>> start WORKING DATA
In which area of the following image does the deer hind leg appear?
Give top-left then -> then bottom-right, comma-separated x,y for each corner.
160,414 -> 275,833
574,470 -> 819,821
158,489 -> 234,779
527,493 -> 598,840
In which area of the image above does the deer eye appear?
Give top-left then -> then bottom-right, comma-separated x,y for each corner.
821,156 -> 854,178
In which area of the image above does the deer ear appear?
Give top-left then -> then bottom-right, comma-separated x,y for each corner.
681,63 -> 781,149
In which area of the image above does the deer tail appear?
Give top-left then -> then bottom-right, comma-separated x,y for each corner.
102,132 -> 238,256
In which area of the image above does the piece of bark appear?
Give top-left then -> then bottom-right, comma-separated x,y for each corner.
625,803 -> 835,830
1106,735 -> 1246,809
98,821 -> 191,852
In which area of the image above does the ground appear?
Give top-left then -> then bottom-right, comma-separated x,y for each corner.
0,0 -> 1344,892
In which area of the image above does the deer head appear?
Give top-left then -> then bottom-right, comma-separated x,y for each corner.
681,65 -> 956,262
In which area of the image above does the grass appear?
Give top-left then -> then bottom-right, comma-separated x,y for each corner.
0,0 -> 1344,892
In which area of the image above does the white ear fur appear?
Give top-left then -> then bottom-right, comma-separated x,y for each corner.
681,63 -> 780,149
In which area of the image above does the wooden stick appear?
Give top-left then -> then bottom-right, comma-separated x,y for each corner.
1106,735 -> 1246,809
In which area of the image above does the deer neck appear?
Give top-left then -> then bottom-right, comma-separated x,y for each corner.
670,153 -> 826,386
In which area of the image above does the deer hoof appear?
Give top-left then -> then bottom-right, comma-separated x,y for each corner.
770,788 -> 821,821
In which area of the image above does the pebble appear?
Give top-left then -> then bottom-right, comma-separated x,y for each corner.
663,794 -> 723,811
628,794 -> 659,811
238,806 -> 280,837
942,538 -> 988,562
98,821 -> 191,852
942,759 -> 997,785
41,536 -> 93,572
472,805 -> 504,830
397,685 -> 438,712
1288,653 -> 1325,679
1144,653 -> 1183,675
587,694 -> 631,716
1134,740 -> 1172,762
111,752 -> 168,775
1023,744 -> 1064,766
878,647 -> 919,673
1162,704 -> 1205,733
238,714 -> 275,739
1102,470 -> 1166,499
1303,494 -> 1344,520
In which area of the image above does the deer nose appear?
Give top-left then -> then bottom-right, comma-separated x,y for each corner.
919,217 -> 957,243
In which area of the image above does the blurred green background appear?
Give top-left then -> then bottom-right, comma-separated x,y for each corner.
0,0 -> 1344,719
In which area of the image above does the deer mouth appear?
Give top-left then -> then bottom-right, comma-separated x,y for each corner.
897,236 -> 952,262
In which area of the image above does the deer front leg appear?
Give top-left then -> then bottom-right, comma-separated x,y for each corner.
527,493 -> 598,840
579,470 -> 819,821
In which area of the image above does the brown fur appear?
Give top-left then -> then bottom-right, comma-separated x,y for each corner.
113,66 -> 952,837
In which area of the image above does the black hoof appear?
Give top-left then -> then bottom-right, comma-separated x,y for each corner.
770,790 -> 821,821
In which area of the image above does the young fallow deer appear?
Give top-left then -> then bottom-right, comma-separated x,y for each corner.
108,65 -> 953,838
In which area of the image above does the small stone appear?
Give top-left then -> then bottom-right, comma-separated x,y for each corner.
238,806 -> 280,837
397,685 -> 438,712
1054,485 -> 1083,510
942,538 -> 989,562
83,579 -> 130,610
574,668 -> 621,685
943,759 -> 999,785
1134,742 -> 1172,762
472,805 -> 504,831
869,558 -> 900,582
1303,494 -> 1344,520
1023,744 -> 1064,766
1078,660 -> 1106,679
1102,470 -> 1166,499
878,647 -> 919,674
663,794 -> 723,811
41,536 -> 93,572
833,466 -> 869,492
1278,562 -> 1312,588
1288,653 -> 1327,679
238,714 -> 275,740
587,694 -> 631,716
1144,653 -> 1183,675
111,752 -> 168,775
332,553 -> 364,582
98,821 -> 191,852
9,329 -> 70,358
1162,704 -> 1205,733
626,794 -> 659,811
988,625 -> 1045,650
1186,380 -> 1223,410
>> end WORKING DATA
>> start WORKING DATA
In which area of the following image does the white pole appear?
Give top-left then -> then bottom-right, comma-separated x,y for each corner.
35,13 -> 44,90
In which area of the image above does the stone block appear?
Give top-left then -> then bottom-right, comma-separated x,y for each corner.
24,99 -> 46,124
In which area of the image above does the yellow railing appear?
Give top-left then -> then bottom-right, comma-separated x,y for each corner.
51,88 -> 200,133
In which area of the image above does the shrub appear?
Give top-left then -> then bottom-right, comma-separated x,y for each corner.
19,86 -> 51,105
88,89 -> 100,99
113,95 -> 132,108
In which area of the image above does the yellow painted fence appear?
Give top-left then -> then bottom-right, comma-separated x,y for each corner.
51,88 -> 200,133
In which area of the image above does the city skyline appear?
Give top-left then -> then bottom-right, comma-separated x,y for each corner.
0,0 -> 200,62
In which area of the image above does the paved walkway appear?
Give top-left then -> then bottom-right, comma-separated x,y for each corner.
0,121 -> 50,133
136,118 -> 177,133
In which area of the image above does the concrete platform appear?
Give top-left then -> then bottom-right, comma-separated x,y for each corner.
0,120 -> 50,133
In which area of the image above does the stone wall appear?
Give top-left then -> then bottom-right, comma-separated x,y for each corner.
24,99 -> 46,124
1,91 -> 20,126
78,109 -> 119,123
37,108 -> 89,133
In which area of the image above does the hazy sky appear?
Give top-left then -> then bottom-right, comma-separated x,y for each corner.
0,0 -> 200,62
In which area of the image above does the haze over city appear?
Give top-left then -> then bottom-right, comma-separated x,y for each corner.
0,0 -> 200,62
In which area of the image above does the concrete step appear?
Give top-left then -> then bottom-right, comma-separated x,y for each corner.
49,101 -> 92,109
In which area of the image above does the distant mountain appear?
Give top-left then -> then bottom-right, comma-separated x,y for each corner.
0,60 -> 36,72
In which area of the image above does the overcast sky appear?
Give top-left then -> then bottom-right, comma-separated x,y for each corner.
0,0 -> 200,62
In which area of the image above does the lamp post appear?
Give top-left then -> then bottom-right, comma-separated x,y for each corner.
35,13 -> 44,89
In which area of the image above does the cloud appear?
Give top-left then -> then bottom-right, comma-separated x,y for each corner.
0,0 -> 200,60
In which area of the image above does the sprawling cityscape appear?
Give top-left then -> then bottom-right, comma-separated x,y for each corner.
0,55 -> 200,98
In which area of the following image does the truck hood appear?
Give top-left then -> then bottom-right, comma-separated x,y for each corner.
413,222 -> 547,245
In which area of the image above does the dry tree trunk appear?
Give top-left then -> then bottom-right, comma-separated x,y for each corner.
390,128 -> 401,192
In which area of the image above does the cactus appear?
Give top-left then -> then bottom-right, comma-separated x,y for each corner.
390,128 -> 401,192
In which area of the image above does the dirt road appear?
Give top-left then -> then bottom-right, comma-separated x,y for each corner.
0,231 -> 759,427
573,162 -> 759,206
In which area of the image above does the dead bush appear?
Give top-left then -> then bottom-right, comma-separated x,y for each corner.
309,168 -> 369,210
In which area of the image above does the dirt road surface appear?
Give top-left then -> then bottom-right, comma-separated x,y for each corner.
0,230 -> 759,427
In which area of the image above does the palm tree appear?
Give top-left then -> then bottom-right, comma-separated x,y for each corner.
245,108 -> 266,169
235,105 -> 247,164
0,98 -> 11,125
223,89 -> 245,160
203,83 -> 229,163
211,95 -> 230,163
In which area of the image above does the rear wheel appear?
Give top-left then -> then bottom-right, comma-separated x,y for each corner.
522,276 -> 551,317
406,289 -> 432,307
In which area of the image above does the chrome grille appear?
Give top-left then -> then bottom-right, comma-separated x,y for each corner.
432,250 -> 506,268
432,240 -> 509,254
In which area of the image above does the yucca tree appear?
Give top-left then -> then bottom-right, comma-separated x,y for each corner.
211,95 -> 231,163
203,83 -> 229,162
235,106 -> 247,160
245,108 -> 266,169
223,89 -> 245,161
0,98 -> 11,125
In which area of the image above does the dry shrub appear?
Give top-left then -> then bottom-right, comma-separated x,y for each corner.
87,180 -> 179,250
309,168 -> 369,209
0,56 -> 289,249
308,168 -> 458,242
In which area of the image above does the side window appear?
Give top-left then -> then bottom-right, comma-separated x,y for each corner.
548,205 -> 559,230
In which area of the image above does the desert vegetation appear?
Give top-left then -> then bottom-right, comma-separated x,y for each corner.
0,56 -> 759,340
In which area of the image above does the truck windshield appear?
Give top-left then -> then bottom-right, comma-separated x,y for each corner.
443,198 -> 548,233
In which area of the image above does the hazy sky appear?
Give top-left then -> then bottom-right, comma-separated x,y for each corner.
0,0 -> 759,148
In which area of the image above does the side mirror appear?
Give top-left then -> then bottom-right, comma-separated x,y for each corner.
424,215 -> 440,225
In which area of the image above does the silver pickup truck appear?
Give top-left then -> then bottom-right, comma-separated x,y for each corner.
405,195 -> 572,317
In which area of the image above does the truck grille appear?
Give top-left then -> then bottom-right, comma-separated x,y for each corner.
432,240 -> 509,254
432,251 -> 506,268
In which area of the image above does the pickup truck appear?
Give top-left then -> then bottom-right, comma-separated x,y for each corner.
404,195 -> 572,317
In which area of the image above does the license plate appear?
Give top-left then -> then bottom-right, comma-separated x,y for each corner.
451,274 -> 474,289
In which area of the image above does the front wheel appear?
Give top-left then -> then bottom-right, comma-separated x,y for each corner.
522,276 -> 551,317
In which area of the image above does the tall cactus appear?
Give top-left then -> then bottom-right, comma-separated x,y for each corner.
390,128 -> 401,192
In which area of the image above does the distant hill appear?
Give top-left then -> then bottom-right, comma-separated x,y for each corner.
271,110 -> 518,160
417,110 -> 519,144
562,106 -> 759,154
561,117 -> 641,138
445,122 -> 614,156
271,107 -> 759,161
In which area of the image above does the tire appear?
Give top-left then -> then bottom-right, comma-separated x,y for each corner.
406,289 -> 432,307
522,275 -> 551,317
>> end WORKING DATA
>> start WORKING DATA
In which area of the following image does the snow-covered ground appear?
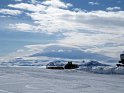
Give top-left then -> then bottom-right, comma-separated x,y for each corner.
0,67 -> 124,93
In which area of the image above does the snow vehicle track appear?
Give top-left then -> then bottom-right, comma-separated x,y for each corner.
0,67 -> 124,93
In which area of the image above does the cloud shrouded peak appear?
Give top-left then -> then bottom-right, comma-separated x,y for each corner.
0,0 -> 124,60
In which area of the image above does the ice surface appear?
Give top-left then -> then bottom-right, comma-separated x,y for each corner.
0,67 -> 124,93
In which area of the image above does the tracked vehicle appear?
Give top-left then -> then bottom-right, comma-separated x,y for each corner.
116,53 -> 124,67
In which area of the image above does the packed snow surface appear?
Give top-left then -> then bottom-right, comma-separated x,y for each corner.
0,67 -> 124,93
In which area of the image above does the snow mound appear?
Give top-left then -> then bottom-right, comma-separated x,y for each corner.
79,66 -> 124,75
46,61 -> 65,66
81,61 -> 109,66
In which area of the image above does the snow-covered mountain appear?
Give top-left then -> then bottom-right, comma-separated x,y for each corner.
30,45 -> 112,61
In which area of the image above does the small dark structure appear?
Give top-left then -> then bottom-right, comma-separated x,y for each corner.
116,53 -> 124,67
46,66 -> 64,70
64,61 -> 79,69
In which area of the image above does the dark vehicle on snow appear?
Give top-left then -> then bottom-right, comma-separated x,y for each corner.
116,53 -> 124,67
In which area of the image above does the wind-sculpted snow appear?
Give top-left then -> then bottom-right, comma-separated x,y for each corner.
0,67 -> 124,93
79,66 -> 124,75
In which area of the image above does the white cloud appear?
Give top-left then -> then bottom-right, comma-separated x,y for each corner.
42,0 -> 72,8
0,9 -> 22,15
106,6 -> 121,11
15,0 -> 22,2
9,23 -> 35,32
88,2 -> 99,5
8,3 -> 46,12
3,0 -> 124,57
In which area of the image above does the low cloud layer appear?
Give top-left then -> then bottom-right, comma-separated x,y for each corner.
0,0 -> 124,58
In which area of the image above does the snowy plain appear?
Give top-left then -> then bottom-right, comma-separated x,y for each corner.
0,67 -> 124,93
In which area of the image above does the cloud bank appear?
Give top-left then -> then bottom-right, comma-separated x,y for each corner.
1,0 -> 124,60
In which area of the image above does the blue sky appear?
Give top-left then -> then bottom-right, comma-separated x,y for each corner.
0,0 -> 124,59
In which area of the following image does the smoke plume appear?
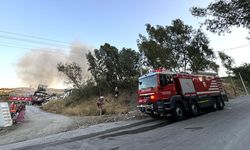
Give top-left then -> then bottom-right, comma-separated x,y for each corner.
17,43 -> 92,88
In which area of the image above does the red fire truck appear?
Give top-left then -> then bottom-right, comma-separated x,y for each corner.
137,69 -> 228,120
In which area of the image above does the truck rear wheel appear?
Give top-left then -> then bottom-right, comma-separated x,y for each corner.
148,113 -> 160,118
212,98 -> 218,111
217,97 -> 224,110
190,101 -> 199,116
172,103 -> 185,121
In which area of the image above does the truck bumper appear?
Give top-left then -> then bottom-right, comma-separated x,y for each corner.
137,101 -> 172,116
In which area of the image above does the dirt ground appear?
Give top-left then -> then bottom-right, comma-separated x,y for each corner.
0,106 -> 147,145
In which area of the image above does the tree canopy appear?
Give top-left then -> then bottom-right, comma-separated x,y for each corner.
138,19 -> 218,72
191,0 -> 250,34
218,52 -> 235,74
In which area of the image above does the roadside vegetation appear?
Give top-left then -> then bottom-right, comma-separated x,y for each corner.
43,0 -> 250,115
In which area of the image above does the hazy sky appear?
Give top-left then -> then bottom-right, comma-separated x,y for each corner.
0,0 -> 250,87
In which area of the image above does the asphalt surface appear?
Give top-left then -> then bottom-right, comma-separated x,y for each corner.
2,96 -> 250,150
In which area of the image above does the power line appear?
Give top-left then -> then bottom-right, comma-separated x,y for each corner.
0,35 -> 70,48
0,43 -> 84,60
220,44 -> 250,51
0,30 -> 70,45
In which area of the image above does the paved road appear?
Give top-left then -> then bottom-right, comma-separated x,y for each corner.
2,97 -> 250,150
>> end WORKING DATA
## [WHAT YOU ARE ASKED TO DO]
Can you rescale the part that opens with the line containing "In which area of the following image does the deer" and closes with the line containing "681,63 -> 780,149", repeating every one of those lines in order, including those without coordinates, but with each bounding-box corner coordinate multiplied by 1.2 and rounded to a whole number, halves going up? Give only those lines.

## [FINISHED ANSWER]
In which area of the following image does the deer hind leg appear?
Give top-left then -> then bottom-right, comma-separated x,y for each corner.
192,497 -> 330,1000
689,564 -> 983,985
190,587 -> 281,935
632,592 -> 718,1008
In which area of the image above does the deer eye appear?
Give top-left then -> then bottom-right, comma-separated x,y for each corner.
985,187 -> 1025,214
In which area of the image above does the deer ear appear?
Give top-left then -> then bottom-right, comma-separated x,y for each corner.
817,76 -> 937,179
In which area of the image above does the deer tail appear?
Give top-left then -> then bottom-right, comma-separated x,y for each corner.
122,158 -> 286,307
In which area of the image above does the piece of bark appear?
Give top-left then -> then bottom-right, comma-separated x,y for each corner.
750,964 -> 1002,996
1327,882 -> 1495,971
118,985 -> 229,1022
In which area of the image above does the ground appear?
Give top-left then -> then bottom-right, comma-separated x,y for each corner.
0,0 -> 1613,1070
In which area of the image above does the deer head appear?
Give top-left then -> then bottom-right, comma-separated x,y for each corner.
817,78 -> 1147,314
In which area of the image above does the grass appear?
Give top-left then -> then bottom-right, comma-separated x,y for each corner.
0,0 -> 1613,1070
In which area of the image above does the white ear fur appear?
Give top-left then -> then bottom-right, comma-separated x,y for each corner.
817,76 -> 936,179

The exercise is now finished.